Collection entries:
##############################

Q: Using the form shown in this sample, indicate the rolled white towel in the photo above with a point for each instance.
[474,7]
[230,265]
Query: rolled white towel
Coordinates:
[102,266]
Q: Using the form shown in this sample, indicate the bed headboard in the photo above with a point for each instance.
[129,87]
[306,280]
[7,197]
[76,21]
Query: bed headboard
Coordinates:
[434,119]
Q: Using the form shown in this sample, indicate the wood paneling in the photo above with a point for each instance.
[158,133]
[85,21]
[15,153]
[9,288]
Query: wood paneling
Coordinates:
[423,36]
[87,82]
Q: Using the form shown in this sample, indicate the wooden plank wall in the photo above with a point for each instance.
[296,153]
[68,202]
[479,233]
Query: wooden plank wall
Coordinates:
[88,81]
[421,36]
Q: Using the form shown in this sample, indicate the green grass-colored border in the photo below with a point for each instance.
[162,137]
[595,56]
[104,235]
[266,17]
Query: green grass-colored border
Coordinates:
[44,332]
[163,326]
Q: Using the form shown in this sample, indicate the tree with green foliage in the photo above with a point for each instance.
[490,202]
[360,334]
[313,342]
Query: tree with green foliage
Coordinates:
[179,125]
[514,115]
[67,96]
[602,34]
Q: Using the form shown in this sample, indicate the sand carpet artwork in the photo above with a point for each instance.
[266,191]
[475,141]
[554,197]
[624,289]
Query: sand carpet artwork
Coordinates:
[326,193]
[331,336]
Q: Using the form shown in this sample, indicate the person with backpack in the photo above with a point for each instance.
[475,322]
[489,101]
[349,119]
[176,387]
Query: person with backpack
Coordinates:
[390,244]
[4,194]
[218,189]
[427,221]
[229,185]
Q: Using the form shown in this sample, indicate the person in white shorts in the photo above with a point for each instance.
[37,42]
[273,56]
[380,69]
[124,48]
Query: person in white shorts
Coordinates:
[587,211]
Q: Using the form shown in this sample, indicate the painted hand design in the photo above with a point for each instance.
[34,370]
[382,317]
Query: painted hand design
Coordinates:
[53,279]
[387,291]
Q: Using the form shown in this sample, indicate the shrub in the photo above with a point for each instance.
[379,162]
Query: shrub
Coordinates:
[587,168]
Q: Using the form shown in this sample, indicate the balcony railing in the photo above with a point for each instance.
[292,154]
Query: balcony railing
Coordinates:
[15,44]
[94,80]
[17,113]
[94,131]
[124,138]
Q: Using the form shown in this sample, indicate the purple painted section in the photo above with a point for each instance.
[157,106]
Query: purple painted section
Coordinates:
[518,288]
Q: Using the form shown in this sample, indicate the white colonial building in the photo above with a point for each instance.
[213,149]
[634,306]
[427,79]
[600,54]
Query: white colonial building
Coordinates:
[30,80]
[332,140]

##############################

Required action -
Find the string "colored" in the data. Report each line it appears in.

Written reply -
Q: Using the form shown in this sample, indicate the green grass-colored border in the photo below with a point for each instance.
Query: green grass-colored border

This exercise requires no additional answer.